Copy out the rows below, starting at the one that contains "Q: For every instance of the mountain" and going through the last row, requests included. Multiply each point coordinate in the answers by 1.15 and round it to a whole number, with halves going up, but leave the numbers in the requests and their samples unchanged.

## Begin

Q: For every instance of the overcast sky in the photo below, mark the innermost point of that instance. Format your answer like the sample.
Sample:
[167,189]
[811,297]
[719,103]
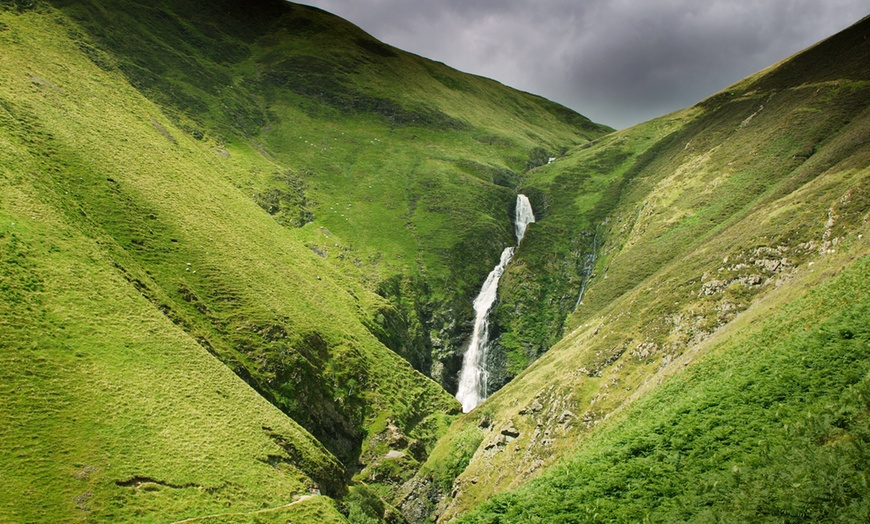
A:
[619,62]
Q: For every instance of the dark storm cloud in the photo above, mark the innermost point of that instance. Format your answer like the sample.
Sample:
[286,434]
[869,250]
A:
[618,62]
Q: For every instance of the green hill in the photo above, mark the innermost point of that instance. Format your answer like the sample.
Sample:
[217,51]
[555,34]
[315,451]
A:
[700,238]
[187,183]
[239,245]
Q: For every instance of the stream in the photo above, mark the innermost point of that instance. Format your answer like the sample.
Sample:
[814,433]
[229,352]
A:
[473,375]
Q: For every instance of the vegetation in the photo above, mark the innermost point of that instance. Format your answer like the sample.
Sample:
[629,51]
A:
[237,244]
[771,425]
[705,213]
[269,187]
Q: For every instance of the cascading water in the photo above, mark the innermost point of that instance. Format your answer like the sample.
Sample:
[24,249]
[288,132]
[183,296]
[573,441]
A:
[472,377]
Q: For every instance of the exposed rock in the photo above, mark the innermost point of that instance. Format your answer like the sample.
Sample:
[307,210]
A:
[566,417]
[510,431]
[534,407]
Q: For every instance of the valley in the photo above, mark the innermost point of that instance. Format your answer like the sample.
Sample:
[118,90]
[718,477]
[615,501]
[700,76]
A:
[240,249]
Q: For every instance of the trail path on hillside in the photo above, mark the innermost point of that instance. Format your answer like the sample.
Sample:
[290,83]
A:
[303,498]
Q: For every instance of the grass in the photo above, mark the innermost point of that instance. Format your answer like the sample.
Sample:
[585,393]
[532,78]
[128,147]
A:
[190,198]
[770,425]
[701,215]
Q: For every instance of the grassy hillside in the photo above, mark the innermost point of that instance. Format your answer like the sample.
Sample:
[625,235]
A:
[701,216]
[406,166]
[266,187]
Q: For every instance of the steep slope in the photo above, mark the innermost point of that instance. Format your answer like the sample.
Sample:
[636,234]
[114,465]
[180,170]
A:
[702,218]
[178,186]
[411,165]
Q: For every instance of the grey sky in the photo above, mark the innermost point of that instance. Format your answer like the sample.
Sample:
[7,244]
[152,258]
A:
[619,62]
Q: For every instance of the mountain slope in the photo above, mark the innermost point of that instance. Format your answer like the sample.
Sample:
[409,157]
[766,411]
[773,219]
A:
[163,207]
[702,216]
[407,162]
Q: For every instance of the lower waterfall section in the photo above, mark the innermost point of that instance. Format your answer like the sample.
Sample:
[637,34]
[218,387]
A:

## End

**Response to the exercise:**
Q: For every instance of the mountain slope in the photo above, mark the innermost point of that instance. Format your answer like the sample.
Sample:
[409,157]
[766,411]
[773,219]
A:
[187,238]
[807,248]
[468,186]
Q: For every instance of the lower waterfall section in the photo above, mark the innermost point of that instance. Format your answer like the sample.
Sample:
[637,34]
[218,387]
A:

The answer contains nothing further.